## About this task
Of the lines listed below, return exactly those that run from the line containing "jeans and record integer pixel coordinates." through the line containing "Target: stone retaining wall", both included.

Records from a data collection
● ● ● ● ●
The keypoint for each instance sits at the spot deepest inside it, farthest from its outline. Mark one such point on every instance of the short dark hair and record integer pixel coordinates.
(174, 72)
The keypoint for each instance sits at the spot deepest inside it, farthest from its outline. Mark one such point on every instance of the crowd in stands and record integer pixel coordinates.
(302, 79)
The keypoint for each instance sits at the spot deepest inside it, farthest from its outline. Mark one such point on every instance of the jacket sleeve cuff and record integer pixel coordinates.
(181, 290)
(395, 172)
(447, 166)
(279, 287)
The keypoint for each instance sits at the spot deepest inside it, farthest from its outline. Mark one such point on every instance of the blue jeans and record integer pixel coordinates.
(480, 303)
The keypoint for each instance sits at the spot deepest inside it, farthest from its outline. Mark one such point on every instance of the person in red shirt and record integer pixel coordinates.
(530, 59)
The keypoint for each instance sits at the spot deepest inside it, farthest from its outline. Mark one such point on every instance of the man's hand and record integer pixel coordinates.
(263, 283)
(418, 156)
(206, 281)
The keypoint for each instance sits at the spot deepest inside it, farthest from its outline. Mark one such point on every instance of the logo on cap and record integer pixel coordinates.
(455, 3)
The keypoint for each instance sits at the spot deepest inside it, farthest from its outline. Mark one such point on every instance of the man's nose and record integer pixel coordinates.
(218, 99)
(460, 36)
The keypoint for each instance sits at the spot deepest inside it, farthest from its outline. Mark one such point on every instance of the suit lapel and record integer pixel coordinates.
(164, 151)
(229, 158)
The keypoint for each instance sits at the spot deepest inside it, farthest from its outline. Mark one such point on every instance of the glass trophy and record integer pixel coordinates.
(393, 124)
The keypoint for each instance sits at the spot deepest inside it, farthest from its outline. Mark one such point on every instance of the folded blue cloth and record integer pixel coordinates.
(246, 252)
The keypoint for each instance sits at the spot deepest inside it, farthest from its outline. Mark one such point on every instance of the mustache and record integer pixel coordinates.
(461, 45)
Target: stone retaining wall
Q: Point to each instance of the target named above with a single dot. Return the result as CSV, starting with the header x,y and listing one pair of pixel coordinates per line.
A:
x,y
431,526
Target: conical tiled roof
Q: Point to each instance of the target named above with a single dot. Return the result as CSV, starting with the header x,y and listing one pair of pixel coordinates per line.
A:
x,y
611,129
● ● ● ● ●
## Written answer
The keypoint for each instance sits at the spot deepest inside it, farthest from its outline. Mark one such point on every instance of the blue jeans and record integer pixel coordinates.
(480, 303)
The keypoint for each instance sits at the spot deepest inside it, farthest from its outline. Mark one such point on every instance of the person in red shirt and record integer pixel coordinates.
(530, 59)
The keypoint for each instance sits at the spot deepest inside it, farthest from its outline. Mark one such point on every instance of the man's hand and record integer pixel coordinates.
(263, 283)
(418, 156)
(206, 281)
The keypoint for each instance sits at the spot deepest inside it, farthest from its outline. Mark one such point on every instance of the logo on cap and record integer pixel coordinates.
(455, 3)
The keypoint for each instance sits at the spot deepest inside it, farthest from its outline. Mark one such point on every instance of the man's nose and record integer pixel coordinates.
(218, 99)
(460, 36)
The keypoint for each instance sits at the spot deepest inside it, farthest from its outline. Mark one such point on every instance of the suit lapel and record integer pixel coordinates.
(164, 151)
(229, 158)
The keypoint for each instance sits at the spot deepest inside it, farthest from its outline. Mark one such point on every instance of the glass trophy and record integer pixel coordinates.
(393, 124)
The keypoint for each instance sits at the spot deepest inside it, farthest from its outline. Mark one such point on every instance of the folded blue cloth and record integer pixel coordinates.
(246, 252)
The keypoint for each instance sits at the spot deepest inside it, farthest from its outline. Mark one such point on every instance of the mustache and record integer pixel coordinates.
(461, 45)
Target: stone retaining wall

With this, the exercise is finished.